We developed two Bayesian GLMMs for change in abundance between the UVC surveys in the 2000s to the surveys in 2018. The first model was applied to UVC counts for B. muricatum and C. undulatus. This model used a log link with a Poisson distribution for C. undulatus counts and a negative binomial distribution for B. muricatum counts. The choice of distributions was made on the basis of exploratory analysis that suggested counts were overdispersed relative to a Poisson for B. muricatum but not C. undulatus. The log link meant that change in abundance over the 18-yr time period was modelled as a multiplicative (exponential) change. We included an additive random effect for sites.

We did not include an effect of lunar period, because it has previously been shown not to affect abundance counts in UVC analysis (Hamilton 2005). We repeated that analysis here using Bayesian methodology once again finding that moon phase had no impact on abundance (Electronic supplementary material, Table S4).

The model for abundance was thus specified:

$$ \ln \left( {y_{i,j,t} } \right)\; \sim \;Poisson\left( {\mu_{j,t} } \right) $$
$$ \mu_{j,t} = a_{n} + \beta_{n} x_{t} + s_{j} $$

where \( y_{i,j,t} \) are the UVC counts for survey i at site j at time period t, \( \mu_{j,t} \) is the linear predictor for the Poisson (or negative binomial for B. muricatum) distribution, \( a_{n} \) is the intercept, \( \beta_{n} \) is the log magnitude of decline, \( x_{t} \) is an indicator for 2000s (= 0) or 2018 (= 1) and \( s_{j} \) are the site random effects.

-=-=-

#### [PROMPT A]
Please reproduce the records verbatim from their beginning through the line containing "177L224 286L231 306L232", inclusive, leaving out the pictures.
The excerpt about abundance modeling has no connection to the records that come after it.

Segmentation mask data:
-=-=-

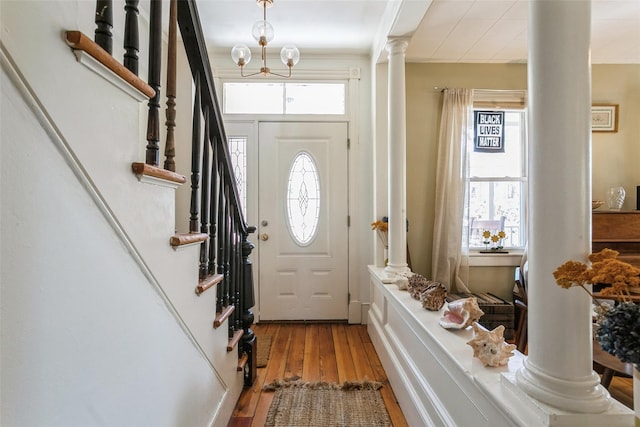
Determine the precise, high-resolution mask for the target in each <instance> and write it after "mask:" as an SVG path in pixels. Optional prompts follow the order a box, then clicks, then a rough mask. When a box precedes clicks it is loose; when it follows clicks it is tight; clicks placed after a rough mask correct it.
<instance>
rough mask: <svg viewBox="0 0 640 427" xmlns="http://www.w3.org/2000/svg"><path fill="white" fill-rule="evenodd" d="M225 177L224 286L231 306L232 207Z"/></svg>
mask: <svg viewBox="0 0 640 427" xmlns="http://www.w3.org/2000/svg"><path fill="white" fill-rule="evenodd" d="M228 181H229V180H228V178H227V177H226V176H225V183H224V198H225V204H224V284H225V306H227V305H230V304H231V279H230V277H229V273H230V271H229V267H230V262H229V261H230V259H231V206H230V203H229V183H228Z"/></svg>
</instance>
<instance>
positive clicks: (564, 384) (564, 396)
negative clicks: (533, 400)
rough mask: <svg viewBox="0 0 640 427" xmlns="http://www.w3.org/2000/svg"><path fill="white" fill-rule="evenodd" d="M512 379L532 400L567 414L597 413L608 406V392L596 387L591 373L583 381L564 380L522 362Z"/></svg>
mask: <svg viewBox="0 0 640 427" xmlns="http://www.w3.org/2000/svg"><path fill="white" fill-rule="evenodd" d="M516 380H517V384H518V386H519V387H520V388H521V389H522V390H524V391H525V392H526V393H527V394H529V395H530V396H532V397H533V398H535V399H537V400H539V401H541V402H544V403H546V404H548V405H551V406H555V407H557V408H562V409H564V410H567V411H572V412H579V413H590V414H597V413H600V412H604V411H606V410H607V409H609V406H611V397H610V395H609V392H608V391H607V389H606V388H604V387H603V386H602V385H600V377H599V376H598V374H597V373H595V372H594V371H592V372H591V377H590V378H588V379H585V380H583V381H575V380H574V381H566V380H563V379H560V378H556V377H552V376H549V375H547V374H546V373H545V372H544V371H542V370H541V369H538V368H537V367H536V366H535V365H533V364H532V363H531V362H530V360H529V359H525V361H524V363H523V367H522V368H521V369H520V370H519V371H518V372H517V373H516ZM585 390H588V392H587V391H585Z"/></svg>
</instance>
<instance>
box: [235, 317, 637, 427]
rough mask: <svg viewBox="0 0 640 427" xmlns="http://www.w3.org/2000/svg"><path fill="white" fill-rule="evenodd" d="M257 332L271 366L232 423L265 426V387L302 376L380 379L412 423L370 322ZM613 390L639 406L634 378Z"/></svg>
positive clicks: (395, 422)
mask: <svg viewBox="0 0 640 427" xmlns="http://www.w3.org/2000/svg"><path fill="white" fill-rule="evenodd" d="M253 330H254V332H255V333H256V335H257V336H258V338H259V337H261V336H265V335H270V336H271V340H272V341H271V353H270V356H269V361H268V363H267V366H266V367H264V368H258V369H257V378H256V382H255V383H254V385H253V386H252V387H250V388H245V389H244V391H243V392H242V394H241V395H240V399H238V403H237V404H236V407H235V409H234V411H233V415H232V417H231V419H230V420H229V424H228V426H229V427H245V426H246V427H249V426H256V427H257V426H263V425H264V423H265V420H266V419H267V412H268V411H269V406H270V405H271V401H272V399H273V393H262V387H263V385H264V384H269V383H270V382H272V381H273V380H275V379H283V378H296V377H299V378H300V379H301V380H303V381H327V382H337V383H341V382H344V381H347V380H355V381H361V380H375V381H380V382H381V383H383V384H384V385H383V387H382V388H381V389H380V393H381V394H382V397H383V399H384V401H385V405H386V408H387V411H388V412H389V415H390V416H391V420H392V422H393V425H394V426H406V425H407V422H406V420H405V418H404V415H403V414H402V410H401V409H400V407H399V406H398V402H397V401H396V397H395V395H394V394H393V390H392V389H391V386H390V385H389V382H388V379H387V375H386V373H385V371H384V368H383V367H382V364H381V363H380V359H379V358H378V355H377V354H376V351H375V348H374V347H373V344H372V343H371V339H370V338H369V334H368V333H367V327H366V325H347V324H343V323H340V324H325V323H310V324H301V323H300V324H298V323H282V324H280V323H261V324H258V325H255V326H254V329H253ZM609 392H610V393H611V396H612V397H614V398H615V399H617V400H619V401H620V402H621V403H622V404H624V405H626V406H628V407H629V408H633V382H632V379H631V378H621V377H614V378H613V380H612V381H611V385H610V386H609Z"/></svg>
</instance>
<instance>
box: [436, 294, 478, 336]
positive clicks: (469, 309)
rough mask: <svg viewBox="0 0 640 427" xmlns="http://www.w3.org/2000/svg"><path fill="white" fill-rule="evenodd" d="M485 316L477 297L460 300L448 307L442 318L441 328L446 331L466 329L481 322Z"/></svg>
mask: <svg viewBox="0 0 640 427" xmlns="http://www.w3.org/2000/svg"><path fill="white" fill-rule="evenodd" d="M483 314H484V311H482V310H480V307H479V306H478V299H477V298H476V297H469V298H462V299H458V300H455V301H452V302H450V303H449V304H448V305H447V309H446V310H445V311H444V315H443V316H442V317H441V318H440V326H442V327H443V328H446V329H464V328H466V327H467V326H469V325H471V324H472V323H473V322H477V321H478V320H480V317H482V315H483Z"/></svg>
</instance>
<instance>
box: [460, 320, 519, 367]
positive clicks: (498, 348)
mask: <svg viewBox="0 0 640 427" xmlns="http://www.w3.org/2000/svg"><path fill="white" fill-rule="evenodd" d="M472 327H473V338H472V339H471V340H470V341H468V342H467V344H468V345H470V346H471V348H473V357H477V358H478V359H480V361H481V362H482V363H483V364H484V366H501V365H506V364H507V363H509V358H510V357H511V356H513V350H515V349H516V346H515V344H507V343H506V342H505V341H504V336H503V334H504V326H503V325H499V326H498V327H497V328H495V329H494V330H492V331H487V330H486V329H484V328H483V327H482V326H480V325H479V324H478V323H477V322H474V323H473V324H472Z"/></svg>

-=-=-

#### [PROMPT B]
Answer these questions from the abundance-model excerpt:
(i) Which distribution was used for the C. undulatus counts?
(ii) Which earlier work is cited as showing that lunar period does not affect abundance counts?
(iii) What value does the indicator x_t take for 2018?

#### [TASK RESULT A]
Determine the precise, high-resolution mask for the target in each <instance> and write it after "mask:" as an SVG path in pixels. Optional prompts follow the order a box, then clicks, then a rough mask. When a box precedes clicks it is loose; when it follows clicks it is tight; clicks placed after a rough mask correct it.
<instance>
rough mask: <svg viewBox="0 0 640 427" xmlns="http://www.w3.org/2000/svg"><path fill="white" fill-rule="evenodd" d="M225 177L224 286L231 306L232 207Z"/></svg>

#### [TASK RESULT B]
(i) A Poisson distribution.
(ii) Hamilton 2005.
(iii) 1.